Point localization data

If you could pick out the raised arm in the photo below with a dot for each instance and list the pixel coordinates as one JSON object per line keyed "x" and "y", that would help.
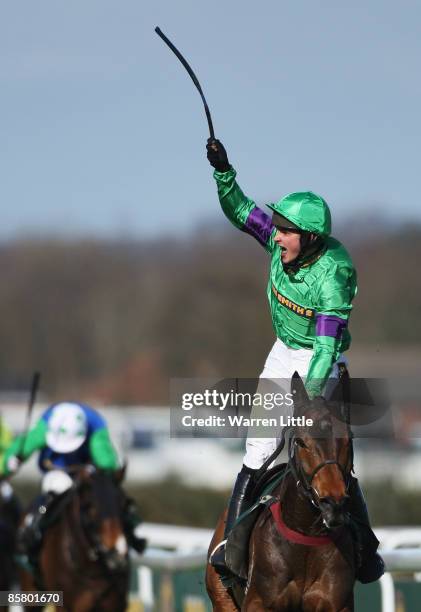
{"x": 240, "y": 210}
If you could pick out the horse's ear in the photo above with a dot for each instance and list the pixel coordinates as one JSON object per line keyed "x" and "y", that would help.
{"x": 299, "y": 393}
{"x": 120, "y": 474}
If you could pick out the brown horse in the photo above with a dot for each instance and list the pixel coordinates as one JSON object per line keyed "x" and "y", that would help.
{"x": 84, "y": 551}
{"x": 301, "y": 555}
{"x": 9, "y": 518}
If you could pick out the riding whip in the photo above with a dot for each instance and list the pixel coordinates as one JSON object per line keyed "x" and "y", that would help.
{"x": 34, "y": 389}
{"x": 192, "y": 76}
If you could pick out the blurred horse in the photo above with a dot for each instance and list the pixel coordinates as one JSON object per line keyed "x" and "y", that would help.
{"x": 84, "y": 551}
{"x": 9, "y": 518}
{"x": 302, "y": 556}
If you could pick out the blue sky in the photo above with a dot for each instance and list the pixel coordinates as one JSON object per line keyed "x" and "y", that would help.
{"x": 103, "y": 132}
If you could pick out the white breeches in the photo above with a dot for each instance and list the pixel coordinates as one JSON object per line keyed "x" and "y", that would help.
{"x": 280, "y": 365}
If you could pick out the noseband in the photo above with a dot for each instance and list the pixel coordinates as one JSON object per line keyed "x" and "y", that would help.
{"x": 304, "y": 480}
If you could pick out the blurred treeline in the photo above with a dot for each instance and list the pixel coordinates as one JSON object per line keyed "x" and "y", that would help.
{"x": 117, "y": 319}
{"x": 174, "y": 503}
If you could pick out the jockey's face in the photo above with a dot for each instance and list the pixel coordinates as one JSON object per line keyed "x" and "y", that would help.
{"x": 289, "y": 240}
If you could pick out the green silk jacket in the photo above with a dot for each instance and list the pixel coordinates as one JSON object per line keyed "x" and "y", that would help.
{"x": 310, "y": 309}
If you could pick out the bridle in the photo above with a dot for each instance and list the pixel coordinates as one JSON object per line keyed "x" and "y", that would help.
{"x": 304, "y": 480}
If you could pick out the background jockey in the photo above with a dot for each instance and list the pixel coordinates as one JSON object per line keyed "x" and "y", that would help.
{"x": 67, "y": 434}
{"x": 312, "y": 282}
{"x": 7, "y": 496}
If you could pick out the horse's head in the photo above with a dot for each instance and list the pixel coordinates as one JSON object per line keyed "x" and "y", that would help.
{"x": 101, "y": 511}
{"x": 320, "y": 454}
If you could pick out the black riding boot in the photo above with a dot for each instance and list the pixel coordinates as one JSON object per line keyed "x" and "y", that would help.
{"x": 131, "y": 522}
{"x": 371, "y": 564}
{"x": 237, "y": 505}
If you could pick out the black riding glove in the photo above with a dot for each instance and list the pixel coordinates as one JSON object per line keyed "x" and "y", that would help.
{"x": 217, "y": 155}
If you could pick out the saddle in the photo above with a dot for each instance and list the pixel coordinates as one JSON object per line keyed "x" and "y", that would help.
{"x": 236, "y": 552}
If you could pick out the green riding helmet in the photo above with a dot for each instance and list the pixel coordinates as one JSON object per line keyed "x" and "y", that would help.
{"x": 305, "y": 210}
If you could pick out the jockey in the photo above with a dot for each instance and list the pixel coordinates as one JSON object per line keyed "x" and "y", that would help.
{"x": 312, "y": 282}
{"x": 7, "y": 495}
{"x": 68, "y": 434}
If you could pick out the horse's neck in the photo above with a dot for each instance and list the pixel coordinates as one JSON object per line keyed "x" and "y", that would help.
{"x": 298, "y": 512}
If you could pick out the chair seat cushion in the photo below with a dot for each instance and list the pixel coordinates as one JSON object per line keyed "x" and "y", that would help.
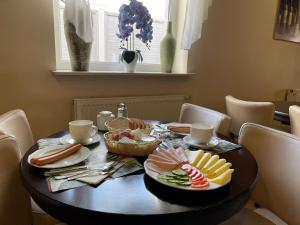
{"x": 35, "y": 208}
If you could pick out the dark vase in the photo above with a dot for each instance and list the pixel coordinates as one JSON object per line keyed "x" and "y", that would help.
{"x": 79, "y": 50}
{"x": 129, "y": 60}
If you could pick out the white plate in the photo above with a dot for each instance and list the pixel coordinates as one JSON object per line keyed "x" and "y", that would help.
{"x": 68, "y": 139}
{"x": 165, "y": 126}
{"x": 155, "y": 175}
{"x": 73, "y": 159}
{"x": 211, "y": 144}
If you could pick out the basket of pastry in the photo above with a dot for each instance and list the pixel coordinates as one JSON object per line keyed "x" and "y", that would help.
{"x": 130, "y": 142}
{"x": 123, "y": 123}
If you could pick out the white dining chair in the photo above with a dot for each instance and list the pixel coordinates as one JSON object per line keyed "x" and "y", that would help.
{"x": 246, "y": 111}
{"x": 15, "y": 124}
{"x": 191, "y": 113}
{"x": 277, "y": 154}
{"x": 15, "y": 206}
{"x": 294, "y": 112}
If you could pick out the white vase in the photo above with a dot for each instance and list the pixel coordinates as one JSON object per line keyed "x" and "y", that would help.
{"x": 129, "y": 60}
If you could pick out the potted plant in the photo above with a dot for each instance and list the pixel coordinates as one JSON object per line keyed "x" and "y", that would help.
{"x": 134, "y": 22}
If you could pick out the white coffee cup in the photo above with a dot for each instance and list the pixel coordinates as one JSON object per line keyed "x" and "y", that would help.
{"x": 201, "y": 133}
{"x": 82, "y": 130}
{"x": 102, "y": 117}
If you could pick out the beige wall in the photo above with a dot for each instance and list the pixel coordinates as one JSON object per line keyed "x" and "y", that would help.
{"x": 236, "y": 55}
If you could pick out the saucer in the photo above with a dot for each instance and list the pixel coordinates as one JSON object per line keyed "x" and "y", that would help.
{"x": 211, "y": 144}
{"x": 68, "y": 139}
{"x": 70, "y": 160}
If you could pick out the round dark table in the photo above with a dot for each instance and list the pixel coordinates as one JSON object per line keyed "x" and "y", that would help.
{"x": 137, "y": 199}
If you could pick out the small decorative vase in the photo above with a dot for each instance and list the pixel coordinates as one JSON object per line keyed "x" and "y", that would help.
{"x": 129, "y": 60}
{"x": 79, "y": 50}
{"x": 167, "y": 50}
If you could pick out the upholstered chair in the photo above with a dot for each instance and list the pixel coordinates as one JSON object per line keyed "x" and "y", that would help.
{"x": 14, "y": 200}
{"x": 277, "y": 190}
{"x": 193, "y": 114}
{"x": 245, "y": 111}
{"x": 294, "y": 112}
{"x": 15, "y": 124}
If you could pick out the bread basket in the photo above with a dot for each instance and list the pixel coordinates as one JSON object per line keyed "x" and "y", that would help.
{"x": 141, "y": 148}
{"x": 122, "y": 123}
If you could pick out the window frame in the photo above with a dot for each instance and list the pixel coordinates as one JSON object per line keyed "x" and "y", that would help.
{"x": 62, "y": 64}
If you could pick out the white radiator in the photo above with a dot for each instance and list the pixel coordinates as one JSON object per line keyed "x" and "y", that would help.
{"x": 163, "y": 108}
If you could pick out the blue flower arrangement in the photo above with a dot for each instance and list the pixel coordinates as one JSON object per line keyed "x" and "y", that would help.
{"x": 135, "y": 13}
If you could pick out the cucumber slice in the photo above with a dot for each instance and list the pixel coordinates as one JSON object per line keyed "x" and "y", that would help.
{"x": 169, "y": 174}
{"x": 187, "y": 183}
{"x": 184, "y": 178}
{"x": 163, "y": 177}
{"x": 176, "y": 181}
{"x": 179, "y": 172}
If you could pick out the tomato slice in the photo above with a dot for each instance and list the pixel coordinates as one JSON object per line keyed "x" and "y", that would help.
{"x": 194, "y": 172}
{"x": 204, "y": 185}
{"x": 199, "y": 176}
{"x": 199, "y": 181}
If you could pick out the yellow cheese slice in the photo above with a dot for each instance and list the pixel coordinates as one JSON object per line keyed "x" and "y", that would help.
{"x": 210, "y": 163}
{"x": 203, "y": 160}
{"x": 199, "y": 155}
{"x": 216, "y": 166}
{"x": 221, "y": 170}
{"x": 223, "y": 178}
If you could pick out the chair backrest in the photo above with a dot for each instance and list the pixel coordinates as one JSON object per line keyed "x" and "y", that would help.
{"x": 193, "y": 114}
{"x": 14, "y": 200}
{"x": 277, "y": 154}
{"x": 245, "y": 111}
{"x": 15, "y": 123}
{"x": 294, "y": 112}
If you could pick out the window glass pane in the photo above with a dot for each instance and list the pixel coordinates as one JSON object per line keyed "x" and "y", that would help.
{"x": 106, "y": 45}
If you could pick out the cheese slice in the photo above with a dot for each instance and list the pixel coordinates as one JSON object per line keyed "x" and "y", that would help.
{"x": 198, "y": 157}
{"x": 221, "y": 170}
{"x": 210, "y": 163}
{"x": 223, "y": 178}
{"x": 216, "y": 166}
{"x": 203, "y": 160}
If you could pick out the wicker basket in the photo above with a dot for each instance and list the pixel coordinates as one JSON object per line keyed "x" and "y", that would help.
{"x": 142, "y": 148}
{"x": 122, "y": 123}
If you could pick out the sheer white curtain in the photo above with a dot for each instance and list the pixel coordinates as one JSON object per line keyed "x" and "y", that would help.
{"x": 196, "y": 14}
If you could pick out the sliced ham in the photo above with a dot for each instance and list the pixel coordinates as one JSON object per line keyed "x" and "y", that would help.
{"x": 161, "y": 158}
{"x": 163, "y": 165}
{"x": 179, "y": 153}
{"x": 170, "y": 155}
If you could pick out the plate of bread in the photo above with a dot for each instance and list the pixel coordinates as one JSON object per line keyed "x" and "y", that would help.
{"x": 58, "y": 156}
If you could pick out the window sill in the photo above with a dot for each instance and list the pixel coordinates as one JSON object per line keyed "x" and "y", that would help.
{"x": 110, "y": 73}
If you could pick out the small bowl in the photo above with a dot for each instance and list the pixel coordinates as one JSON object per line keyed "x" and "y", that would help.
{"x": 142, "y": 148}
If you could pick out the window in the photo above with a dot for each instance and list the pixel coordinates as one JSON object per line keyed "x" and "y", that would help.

■ **The task**
What's needed is a word-for-word copy of the lines from the one holding "If you could pick out the sheer" through the final line of the data.

■ **Solution**
If you could pick out the sheer white curtain in the photo above with a dot for each instance and list the pixel coordinates as one JSON object per line keyed "x" and "y", that would help.
{"x": 196, "y": 14}
If you could pick out the sliced ham in the photo above with a dot for each instance and list the pixel coordinates as one JSON object per line keyed "x" and "y", that would help.
{"x": 161, "y": 158}
{"x": 163, "y": 165}
{"x": 179, "y": 153}
{"x": 170, "y": 155}
If you could pick out the plate of bread in the photo above with a dot for each instance and list the pixel coordinates as one JSON object per line keyed "x" and "y", that would help.
{"x": 58, "y": 156}
If you could pick out the window sill in the photo above with a dot for each instance and list the pixel coordinates as one JSON object per line keyed "x" and "y", that would help.
{"x": 110, "y": 73}
If you could pick out the small bowl in the photo above with a dot for each instance and list the pixel coordinates as one JSON object per line keyed "x" and "y", that would help.
{"x": 142, "y": 148}
If you could pick out the window in the photo above with a dot for each instance and list the pixel coordinates as one JSON object per line keyed "x" and "y", that would help.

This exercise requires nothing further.